| FRAGMENTO |
Tres cuartas partes de los mexicanos encuestados por el latinobarómetro en 2004 contestaron que la democracia es el único sistema con el cual el país se puede desarrollar. Al mismo tiempo, dos terceras partes sostuvieron su insatisfacción con el régimen al señalar que no les importaría un gobierno autoritario en el poder si resuelve los problemas económicos.

Los encuestados en el país hace un año pensaban que la democracia es un sistema deseable, al que debe apoyarse pero, al mismo tiempo, consideraban que este que tenemos es ciertamente insatisfactorio por su incapacidad de respuesta a las demandas urgentes de la sociedad civil.

Hay impaciencia, la mayor parte de las familias no percibe un mejoramiento sustancial en su economía y la población está cansada de posponer sus expectativas. Menudo problema para enfrentar. Sobre todo porque no se trabajo simplemente de una cuestión material. En el fondo se toca una cuestión de carácter político que tiene relación con la ética y la cultura.

| INSTRUCCIONES |
a) Reproduzca el fragmento sobre la democracia en México desde "Tres cuartas partes" hasta "los problemas económicos.", sustituyendo "gobierno autoritario" por "gobierno militar".
b) Según el fragmento sobre la democracia en México, ¿qué proporción de los mexicanos encuestados respondió que la democracia es el único sistema con el cual el país se puede desarrollar?
Utilice únicamente el fragmento como fuente.

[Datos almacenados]
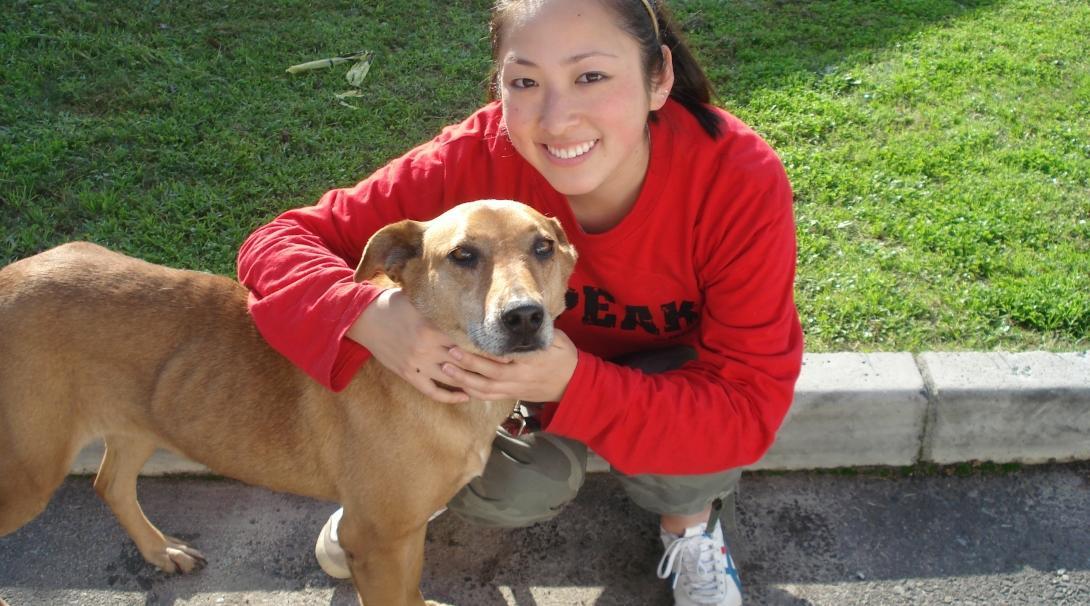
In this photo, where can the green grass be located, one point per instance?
(940, 150)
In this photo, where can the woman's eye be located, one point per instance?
(462, 256)
(544, 249)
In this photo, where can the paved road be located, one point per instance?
(1021, 537)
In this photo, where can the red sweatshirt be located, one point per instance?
(705, 258)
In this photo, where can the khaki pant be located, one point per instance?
(531, 477)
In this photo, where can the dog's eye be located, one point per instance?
(544, 249)
(463, 256)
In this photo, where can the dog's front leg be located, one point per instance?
(386, 558)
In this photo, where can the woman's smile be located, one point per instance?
(568, 153)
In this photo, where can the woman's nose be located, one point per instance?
(559, 112)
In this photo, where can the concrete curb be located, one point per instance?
(896, 409)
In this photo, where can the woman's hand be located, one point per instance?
(407, 343)
(539, 377)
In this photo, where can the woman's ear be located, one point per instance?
(663, 82)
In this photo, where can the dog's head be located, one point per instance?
(491, 274)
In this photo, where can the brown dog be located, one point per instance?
(97, 344)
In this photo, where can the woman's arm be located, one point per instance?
(300, 267)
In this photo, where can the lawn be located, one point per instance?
(940, 150)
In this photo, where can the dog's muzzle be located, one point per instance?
(522, 327)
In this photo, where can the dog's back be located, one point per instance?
(80, 327)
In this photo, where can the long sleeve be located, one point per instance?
(300, 267)
(724, 409)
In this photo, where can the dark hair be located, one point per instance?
(691, 87)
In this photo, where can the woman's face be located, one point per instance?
(576, 100)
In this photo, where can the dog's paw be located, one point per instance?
(176, 556)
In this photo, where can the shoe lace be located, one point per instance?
(699, 559)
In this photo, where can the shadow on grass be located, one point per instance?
(747, 46)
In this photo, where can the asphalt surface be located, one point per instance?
(986, 538)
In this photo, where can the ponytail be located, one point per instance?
(657, 27)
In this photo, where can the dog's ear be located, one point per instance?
(567, 250)
(390, 249)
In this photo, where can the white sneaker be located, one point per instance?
(702, 568)
(330, 555)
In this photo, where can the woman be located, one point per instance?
(682, 219)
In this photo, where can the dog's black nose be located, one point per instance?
(524, 319)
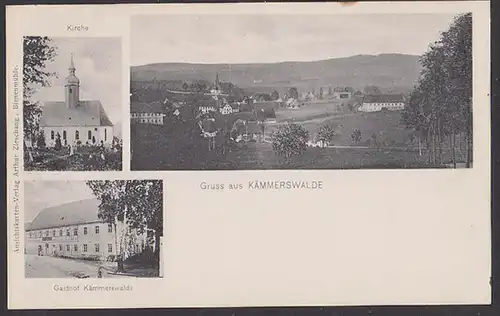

| RESULTADOS |
a)
Tres cuartas partes de los mexicanos encuestados por el latinobarómetro en 2004 contestaron que la democracia es el único sistema con el cual el país se puede desarrollar. Al mismo tiempo, dos terceras partes sostuvieron su insatisfacción con el régimen al señalar que no les importaría un gobierno militar en el poder si resuelve los problemas económicos.

b) Tres cuartas partes.